- TASK ITEM
Below are records; reproduce exactly the lines from the one that has "Each instance receives one keypoint. Annotate the albatross" through the one that has "Each instance receives one keypoint. Annotate the white bird", ends included, and nothing more.

- INFORMATION PROVIDED
┌──

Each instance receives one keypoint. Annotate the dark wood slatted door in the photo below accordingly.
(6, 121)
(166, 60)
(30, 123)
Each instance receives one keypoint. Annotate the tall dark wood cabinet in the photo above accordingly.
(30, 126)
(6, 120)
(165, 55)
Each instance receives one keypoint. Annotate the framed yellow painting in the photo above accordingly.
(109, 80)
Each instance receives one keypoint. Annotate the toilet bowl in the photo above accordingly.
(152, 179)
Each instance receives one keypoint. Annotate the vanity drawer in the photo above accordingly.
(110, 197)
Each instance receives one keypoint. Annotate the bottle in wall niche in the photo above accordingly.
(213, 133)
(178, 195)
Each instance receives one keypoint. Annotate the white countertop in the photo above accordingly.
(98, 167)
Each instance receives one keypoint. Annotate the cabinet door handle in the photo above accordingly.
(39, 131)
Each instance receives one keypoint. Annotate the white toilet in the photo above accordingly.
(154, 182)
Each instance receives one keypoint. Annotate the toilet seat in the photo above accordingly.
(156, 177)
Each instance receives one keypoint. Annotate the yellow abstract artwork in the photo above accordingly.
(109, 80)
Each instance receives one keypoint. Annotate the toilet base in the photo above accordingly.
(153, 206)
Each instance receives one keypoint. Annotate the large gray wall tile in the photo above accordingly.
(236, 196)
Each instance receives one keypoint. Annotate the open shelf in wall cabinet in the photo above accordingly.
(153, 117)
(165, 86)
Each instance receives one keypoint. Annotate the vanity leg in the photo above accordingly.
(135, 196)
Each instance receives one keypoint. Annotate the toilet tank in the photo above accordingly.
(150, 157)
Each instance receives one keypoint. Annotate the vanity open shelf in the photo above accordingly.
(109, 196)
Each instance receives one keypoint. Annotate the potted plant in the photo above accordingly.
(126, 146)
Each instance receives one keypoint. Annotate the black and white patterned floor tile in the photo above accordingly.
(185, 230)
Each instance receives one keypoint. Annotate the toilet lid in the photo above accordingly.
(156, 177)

└──
┌──

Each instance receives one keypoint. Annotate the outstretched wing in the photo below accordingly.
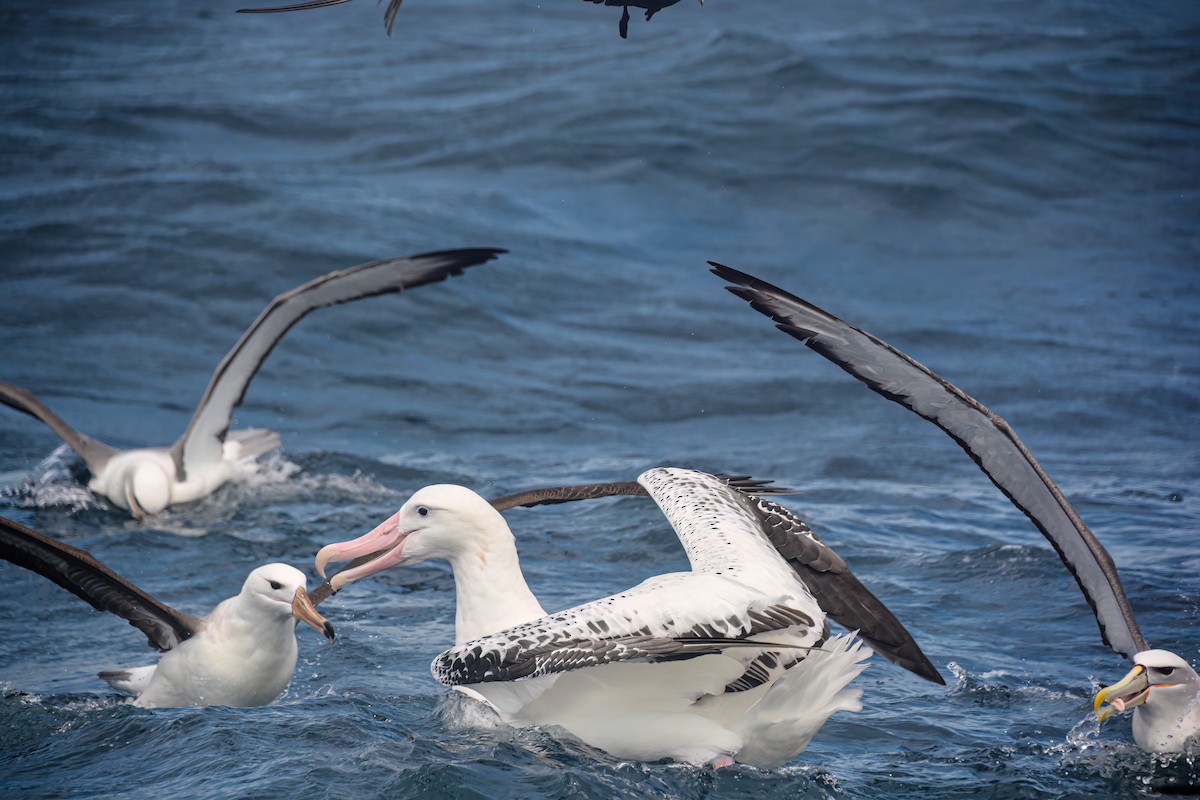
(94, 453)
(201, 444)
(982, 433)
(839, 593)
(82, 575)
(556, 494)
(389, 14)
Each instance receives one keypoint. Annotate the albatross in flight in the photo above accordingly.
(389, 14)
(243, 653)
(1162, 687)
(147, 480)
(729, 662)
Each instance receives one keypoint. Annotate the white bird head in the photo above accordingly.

└──
┌──

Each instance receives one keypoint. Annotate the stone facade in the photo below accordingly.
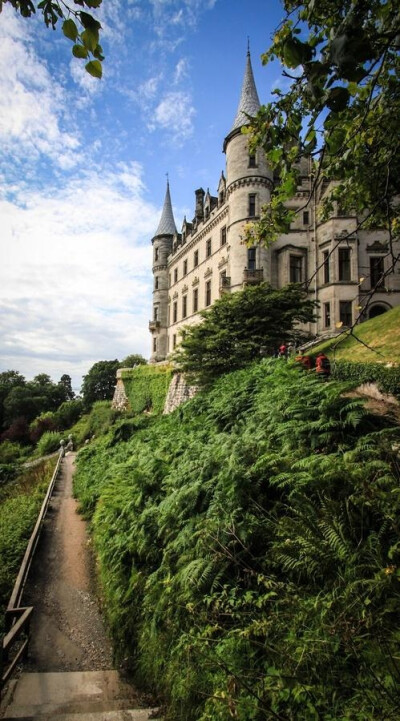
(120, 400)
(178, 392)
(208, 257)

└──

- YOUR SOLUTION
Each instance receives one keypoint. Annotate the albatross in flight in the photo above accordingly.
(389, 14)
(243, 653)
(1162, 687)
(147, 480)
(729, 662)
Each instance receives one keypoint. Annotate the white bird head in the photo above accordingly.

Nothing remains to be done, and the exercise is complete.